## BEGIN SUPPLIED MATERIAL

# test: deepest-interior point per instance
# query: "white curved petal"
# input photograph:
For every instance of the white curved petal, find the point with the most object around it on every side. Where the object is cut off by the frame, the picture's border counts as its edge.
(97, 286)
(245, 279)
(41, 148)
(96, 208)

## END SUPPLIED MATERIAL

**PROBLEM DETAILS**
Rewrite the lines above, substituting "leaf" for every occurrence of "petal" and leaving all other text as it is.

**EXERCISE RESULT**
# test: deepest-interior point per instance
# query: "white curved leaf"
# input photograph:
For every instance of the white curved leaf, find the point with the most object around it on every side. Where the object is cut off by the frame, the picture's border counts as its edge.
(97, 286)
(245, 279)
(41, 148)
(96, 208)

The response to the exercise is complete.